## [Problem requirements]
Exactly repeat the line that contains "the stone pediment", then every line after it up to and including the final line.

Position annotation records:

+ + + +

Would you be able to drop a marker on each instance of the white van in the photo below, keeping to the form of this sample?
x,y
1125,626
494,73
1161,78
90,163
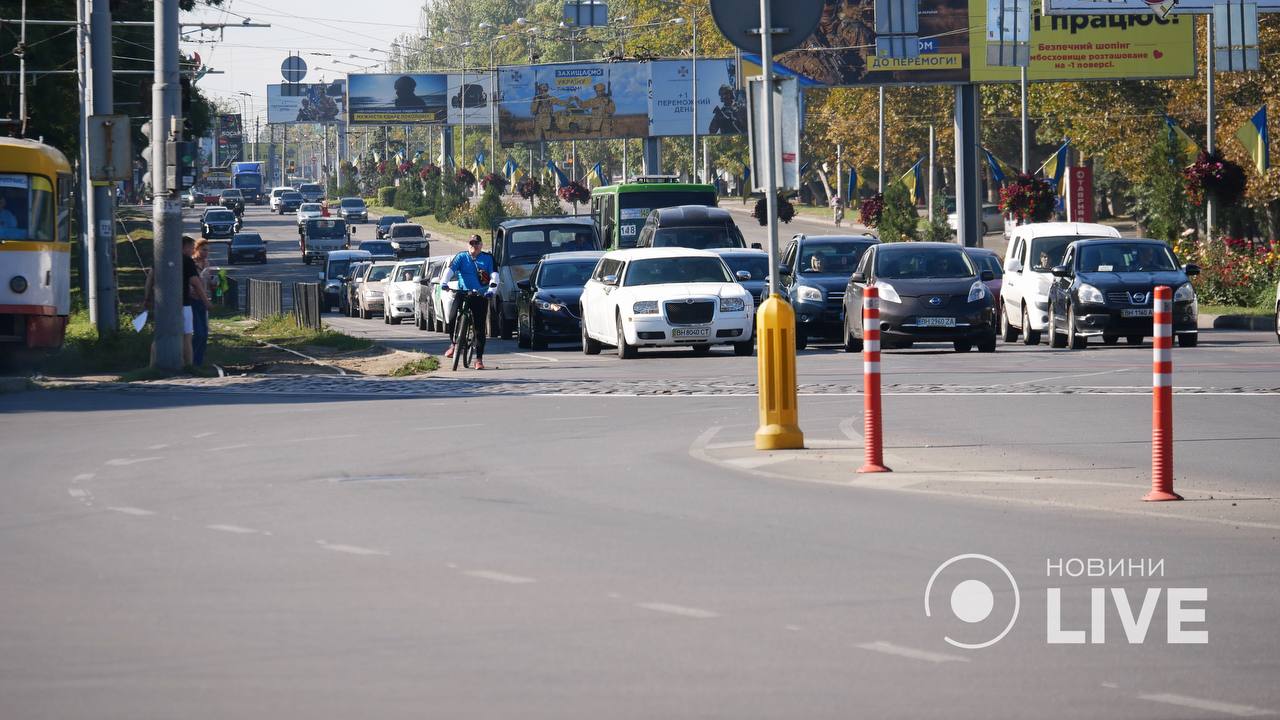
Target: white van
x,y
1029,259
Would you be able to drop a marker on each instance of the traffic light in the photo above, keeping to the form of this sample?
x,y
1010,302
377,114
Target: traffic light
x,y
181,164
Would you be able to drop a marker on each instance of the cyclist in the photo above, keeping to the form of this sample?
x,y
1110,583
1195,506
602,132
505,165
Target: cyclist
x,y
478,279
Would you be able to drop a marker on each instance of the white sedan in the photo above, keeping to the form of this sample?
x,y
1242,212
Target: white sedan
x,y
663,297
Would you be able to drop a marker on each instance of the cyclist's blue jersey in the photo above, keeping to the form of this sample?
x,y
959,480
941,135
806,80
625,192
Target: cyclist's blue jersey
x,y
469,270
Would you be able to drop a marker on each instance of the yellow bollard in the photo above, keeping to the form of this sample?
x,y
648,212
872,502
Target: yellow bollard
x,y
776,347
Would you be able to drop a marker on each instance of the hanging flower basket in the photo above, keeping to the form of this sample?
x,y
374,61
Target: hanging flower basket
x,y
1216,178
1027,199
869,210
575,192
786,210
528,187
494,180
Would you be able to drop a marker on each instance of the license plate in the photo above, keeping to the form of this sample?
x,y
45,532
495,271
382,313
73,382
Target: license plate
x,y
936,322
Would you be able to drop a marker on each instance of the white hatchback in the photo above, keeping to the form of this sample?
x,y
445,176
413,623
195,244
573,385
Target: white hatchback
x,y
1029,259
663,297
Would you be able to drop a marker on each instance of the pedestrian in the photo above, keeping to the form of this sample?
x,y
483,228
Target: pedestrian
x,y
837,209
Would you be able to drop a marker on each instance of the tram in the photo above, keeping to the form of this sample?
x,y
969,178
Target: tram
x,y
36,186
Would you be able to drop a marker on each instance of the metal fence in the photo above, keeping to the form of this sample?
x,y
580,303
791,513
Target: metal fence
x,y
264,299
306,305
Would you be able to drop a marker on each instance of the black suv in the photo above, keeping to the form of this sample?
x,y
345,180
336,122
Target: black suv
x,y
1106,288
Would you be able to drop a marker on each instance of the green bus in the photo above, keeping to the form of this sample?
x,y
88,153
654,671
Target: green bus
x,y
620,210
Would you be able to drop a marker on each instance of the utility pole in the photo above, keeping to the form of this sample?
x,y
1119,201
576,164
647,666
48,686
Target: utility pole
x,y
167,210
101,268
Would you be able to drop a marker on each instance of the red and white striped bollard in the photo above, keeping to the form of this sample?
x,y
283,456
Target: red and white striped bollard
x,y
873,445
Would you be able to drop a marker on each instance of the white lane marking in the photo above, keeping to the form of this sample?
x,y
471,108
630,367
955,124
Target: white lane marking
x,y
499,577
123,461
890,648
677,610
127,510
236,529
351,548
451,427
1208,705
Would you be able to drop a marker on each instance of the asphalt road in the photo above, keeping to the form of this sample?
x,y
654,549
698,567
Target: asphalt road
x,y
583,537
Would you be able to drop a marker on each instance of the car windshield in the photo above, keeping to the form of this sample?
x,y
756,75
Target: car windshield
x,y
338,268
1125,258
1047,251
698,237
918,263
659,270
987,261
565,274
525,246
831,258
755,264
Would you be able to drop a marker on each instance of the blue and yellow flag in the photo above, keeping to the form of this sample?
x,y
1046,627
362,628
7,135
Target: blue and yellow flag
x,y
1256,140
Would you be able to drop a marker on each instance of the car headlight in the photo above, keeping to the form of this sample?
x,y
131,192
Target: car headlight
x,y
809,294
1089,294
732,305
887,292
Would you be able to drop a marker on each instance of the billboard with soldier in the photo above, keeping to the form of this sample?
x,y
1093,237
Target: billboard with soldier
x,y
572,101
721,104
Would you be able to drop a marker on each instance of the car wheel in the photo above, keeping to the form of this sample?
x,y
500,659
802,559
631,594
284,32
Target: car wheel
x,y
1074,338
1008,332
1029,336
851,343
625,351
590,346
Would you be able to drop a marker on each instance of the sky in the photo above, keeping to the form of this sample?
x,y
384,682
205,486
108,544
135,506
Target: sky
x,y
251,57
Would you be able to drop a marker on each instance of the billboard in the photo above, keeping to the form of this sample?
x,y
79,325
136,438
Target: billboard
x,y
721,104
1138,46
305,103
574,101
397,99
474,92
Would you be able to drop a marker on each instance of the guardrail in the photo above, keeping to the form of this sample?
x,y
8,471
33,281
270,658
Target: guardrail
x,y
306,305
263,299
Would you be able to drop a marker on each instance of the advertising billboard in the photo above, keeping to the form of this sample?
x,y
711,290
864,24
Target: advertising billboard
x,y
306,103
574,101
474,92
1139,46
397,99
721,104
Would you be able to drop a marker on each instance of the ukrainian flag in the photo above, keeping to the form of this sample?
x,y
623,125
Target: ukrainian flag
x,y
1182,140
1256,140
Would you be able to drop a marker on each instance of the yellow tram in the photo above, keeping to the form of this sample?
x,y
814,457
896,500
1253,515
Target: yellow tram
x,y
35,244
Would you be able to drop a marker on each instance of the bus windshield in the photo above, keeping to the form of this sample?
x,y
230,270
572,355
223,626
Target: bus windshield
x,y
26,208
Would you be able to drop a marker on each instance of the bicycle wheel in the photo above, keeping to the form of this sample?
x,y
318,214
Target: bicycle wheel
x,y
462,343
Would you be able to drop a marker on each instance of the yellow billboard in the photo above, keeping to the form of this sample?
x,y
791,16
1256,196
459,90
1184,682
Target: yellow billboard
x,y
1068,48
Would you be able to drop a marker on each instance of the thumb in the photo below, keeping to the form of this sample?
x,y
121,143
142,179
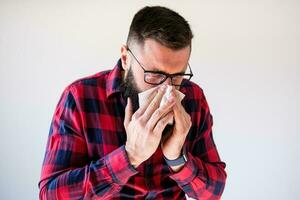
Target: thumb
x,y
128,112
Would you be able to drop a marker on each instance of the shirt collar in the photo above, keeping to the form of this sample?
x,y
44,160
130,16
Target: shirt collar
x,y
114,79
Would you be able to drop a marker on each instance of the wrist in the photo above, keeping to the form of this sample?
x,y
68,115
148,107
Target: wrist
x,y
133,159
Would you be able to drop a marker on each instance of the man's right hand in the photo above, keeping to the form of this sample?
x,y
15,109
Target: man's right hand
x,y
144,128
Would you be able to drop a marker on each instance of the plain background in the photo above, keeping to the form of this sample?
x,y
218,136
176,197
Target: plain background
x,y
245,56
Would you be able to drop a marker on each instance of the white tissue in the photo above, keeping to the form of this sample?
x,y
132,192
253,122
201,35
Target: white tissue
x,y
144,96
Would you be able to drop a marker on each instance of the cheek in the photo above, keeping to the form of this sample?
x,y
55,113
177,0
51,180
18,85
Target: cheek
x,y
139,81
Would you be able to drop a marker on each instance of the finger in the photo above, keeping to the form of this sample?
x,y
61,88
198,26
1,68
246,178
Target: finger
x,y
128,112
154,104
160,112
162,123
142,109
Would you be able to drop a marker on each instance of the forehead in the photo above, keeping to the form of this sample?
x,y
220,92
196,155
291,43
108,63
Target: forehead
x,y
157,57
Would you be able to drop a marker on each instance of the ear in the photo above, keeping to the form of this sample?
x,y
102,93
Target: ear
x,y
124,57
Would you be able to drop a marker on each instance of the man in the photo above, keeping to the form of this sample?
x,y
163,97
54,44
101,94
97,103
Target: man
x,y
103,145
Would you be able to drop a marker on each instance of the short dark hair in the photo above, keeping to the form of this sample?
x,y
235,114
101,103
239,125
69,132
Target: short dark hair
x,y
161,24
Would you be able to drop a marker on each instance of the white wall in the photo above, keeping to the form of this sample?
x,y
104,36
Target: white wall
x,y
245,56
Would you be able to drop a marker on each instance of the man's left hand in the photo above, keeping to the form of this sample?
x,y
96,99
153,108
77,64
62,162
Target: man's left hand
x,y
172,146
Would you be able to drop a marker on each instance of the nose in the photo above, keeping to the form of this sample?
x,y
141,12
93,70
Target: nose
x,y
168,81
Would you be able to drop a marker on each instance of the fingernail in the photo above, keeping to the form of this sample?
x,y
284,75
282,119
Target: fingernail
x,y
162,88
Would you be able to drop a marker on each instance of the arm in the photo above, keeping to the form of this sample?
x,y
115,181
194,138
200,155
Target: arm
x,y
203,175
67,172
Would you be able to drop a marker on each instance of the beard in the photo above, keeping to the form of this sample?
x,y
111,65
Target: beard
x,y
129,89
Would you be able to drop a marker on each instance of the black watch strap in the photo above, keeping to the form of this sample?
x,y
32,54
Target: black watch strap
x,y
181,160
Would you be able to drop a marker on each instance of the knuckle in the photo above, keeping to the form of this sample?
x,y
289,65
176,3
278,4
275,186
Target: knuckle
x,y
141,121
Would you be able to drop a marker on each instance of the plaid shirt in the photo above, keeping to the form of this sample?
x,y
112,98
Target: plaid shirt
x,y
85,156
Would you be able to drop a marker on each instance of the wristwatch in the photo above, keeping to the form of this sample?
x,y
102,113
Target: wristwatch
x,y
178,161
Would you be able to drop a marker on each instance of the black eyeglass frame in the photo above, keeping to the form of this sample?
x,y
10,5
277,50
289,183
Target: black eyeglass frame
x,y
162,73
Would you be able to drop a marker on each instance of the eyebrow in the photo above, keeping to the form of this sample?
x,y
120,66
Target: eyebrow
x,y
159,71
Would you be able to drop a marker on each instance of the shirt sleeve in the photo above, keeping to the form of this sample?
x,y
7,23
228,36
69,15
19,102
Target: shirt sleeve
x,y
203,176
67,173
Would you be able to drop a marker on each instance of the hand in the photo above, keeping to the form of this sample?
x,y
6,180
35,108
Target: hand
x,y
172,146
144,128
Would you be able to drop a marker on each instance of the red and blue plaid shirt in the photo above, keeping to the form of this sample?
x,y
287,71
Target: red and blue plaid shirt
x,y
85,156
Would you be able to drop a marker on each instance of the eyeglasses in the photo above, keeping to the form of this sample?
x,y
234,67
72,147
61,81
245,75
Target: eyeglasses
x,y
157,78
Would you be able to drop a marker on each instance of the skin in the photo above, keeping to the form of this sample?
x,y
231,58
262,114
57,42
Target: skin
x,y
150,120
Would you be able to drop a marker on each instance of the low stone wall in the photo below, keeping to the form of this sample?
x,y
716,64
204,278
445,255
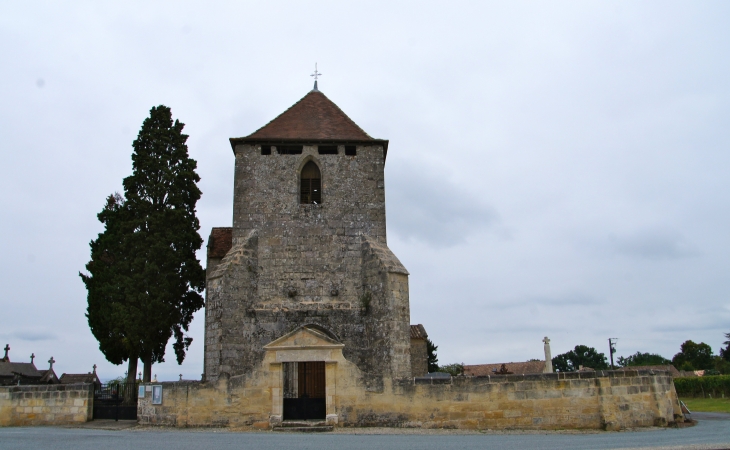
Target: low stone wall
x,y
55,404
609,400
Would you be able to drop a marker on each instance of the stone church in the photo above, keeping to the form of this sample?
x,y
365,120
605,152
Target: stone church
x,y
307,314
308,251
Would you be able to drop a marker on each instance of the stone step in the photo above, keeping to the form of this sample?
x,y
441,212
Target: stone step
x,y
303,423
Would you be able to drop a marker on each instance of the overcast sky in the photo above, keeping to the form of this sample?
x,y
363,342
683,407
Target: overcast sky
x,y
555,169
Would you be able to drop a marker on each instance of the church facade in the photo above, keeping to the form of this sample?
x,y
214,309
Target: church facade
x,y
307,314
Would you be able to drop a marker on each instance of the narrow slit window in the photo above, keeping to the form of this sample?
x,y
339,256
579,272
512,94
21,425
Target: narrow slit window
x,y
311,185
289,149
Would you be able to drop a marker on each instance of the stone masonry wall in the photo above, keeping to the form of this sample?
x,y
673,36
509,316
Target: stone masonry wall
x,y
55,404
292,265
419,358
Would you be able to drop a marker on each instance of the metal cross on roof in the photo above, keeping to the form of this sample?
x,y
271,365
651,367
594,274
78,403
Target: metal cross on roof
x,y
315,75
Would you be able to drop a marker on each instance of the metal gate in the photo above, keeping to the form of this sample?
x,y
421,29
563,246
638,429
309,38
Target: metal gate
x,y
116,401
304,390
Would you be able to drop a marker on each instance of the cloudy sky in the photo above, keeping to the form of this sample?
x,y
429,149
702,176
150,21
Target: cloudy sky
x,y
555,168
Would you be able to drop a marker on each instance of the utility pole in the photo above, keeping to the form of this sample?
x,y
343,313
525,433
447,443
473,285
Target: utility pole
x,y
612,350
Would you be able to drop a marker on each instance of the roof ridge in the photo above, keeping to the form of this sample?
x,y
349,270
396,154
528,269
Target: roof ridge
x,y
343,113
314,116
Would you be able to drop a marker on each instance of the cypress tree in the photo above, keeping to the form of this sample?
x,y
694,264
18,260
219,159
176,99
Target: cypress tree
x,y
156,279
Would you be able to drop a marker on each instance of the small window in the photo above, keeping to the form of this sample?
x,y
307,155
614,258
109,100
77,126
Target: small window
x,y
311,185
289,149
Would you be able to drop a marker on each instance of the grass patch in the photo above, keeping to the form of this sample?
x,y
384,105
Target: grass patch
x,y
707,404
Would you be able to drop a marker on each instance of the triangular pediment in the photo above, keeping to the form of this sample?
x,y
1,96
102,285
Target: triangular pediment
x,y
304,338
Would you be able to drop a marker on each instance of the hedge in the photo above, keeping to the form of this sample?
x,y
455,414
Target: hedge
x,y
711,385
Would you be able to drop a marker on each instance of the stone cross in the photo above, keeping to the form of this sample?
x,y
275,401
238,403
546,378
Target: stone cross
x,y
548,356
315,75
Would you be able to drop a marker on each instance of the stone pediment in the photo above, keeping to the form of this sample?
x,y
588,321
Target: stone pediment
x,y
304,338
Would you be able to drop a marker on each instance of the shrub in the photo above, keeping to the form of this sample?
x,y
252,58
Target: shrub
x,y
712,385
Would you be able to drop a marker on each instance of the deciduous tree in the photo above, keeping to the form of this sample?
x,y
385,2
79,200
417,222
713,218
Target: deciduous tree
x,y
643,359
582,355
694,357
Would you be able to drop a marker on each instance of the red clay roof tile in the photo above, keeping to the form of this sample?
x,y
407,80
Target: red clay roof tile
x,y
313,117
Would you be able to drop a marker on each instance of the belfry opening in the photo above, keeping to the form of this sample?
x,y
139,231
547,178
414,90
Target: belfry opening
x,y
311,184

+ + + +

## [In response]
Would you be able to drop a marker on each instance of the stone pediment in the photo above, keeping to the form of this sample?
x,y
588,321
Target: stone pediment
x,y
304,338
Would you be able to drop a marker on each instance of the shrub in the photo above, keeping to the form of this sample?
x,y
252,58
Target: shrub
x,y
712,385
Would you be able to drop a marker on each instance of the deciduous tree in the photo above, keeping to the form of this sample?
x,y
385,2
79,200
417,222
713,218
Target: deciduous tree
x,y
643,359
582,355
694,357
Would you be able to drop a marker on each instance of the red clay roof tile in the photo above, keeping to the form of this sample?
x,y
407,80
Target: red clay roof tile
x,y
313,117
Would you be able to drop a marker on each instance of the belfry opening in the photo above, keeping to the form of this sample?
x,y
139,231
547,178
414,90
Target: belfry opening
x,y
311,184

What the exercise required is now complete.